EXERCISE DIRECTIONS — Lines before the one containing "304L524 323L558 302L514" are to be left out; that line and every line after it, through the last line below, are to be reproduced exactly.

----------

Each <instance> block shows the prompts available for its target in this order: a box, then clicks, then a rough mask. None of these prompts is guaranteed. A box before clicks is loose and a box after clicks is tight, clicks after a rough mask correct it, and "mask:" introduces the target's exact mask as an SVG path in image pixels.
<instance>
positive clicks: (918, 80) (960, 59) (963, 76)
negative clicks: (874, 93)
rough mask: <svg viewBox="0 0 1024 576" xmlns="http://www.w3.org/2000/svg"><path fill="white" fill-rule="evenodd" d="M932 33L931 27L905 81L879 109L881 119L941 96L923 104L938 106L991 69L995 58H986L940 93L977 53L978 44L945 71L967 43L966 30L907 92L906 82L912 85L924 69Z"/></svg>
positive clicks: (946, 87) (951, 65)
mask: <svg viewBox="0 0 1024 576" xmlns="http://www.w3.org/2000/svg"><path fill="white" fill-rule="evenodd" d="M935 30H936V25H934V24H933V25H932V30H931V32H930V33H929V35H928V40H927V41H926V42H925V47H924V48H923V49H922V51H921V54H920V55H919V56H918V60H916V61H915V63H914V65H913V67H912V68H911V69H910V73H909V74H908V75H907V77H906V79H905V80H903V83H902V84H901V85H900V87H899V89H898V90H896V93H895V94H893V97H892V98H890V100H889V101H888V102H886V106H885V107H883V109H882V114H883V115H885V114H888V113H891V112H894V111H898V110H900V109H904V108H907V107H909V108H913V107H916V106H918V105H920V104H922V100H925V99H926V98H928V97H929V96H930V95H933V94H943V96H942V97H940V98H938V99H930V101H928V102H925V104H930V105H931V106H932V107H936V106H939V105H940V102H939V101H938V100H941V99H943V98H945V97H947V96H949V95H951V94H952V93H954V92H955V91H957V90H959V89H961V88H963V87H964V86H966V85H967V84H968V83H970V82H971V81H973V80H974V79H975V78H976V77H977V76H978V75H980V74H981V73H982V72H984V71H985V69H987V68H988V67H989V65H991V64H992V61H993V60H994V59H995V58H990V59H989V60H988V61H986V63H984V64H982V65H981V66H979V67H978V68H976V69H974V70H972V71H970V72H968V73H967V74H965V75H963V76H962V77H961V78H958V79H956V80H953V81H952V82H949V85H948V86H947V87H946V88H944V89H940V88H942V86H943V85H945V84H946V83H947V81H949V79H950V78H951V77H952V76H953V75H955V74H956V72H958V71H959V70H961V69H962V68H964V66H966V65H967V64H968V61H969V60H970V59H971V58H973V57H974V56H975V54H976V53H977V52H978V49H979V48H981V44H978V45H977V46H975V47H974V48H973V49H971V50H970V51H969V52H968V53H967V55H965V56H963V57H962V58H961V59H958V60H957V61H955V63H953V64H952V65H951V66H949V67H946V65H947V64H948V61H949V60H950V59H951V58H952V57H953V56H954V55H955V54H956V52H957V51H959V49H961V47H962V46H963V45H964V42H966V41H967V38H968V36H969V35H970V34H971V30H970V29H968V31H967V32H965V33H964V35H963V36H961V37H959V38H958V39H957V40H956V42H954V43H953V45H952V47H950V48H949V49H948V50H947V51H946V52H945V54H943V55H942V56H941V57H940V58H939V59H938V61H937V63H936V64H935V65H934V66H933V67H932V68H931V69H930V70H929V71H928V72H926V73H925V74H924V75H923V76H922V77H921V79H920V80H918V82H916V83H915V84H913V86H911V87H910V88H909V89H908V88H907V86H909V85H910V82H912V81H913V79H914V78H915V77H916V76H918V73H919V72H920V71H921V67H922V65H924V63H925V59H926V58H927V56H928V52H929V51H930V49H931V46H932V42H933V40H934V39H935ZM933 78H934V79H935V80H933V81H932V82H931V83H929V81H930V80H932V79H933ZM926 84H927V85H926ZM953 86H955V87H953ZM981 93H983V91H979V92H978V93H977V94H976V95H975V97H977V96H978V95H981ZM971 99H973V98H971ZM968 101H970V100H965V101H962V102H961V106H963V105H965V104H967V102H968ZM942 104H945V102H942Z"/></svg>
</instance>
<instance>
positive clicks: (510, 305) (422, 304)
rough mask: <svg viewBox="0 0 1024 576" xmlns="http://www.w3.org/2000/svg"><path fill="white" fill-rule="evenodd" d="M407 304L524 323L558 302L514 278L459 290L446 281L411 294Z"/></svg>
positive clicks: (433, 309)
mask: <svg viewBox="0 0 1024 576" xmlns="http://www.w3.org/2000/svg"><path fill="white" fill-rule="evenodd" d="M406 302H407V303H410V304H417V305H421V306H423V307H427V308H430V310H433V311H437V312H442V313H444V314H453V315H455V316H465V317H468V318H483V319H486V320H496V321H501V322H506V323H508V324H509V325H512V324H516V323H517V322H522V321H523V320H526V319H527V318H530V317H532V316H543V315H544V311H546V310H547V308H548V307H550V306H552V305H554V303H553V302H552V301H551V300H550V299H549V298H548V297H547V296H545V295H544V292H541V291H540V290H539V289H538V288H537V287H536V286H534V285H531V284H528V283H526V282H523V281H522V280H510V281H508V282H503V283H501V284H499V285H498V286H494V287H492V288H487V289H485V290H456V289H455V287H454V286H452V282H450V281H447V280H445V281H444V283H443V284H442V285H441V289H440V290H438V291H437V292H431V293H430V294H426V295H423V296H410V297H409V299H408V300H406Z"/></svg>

----------

RESULT FOR THIS TASK —
rough mask: <svg viewBox="0 0 1024 576" xmlns="http://www.w3.org/2000/svg"><path fill="white" fill-rule="evenodd" d="M407 304L524 323L558 302L514 278L459 290L446 281L411 294Z"/></svg>
positive clicks: (433, 309)
mask: <svg viewBox="0 0 1024 576" xmlns="http://www.w3.org/2000/svg"><path fill="white" fill-rule="evenodd" d="M406 302H407V303H410V304H417V305H421V306H423V307H427V308H430V310H433V311H437V312H442V313H444V314H453V315H455V316H465V317H468V318H483V319H486V320H496V321H501V322H506V323H508V324H509V325H512V324H516V323H517V322H522V321H523V320H526V319H527V318H530V317H532V316H543V315H544V311H546V310H547V308H548V307H550V306H552V305H554V303H553V302H552V301H551V300H550V299H549V298H548V297H547V296H545V295H544V292H541V291H540V290H539V289H538V288H537V287H536V286H534V285H531V284H528V283H526V282H523V281H522V280H510V281H508V282H503V283H501V284H499V285H498V286H494V287H492V288H487V289H485V290H456V289H455V287H454V286H452V282H450V281H447V280H445V281H444V283H443V284H442V285H441V289H440V290H438V291H437V292H431V293H430V294H426V295H423V296H410V297H409V299H408V300H406Z"/></svg>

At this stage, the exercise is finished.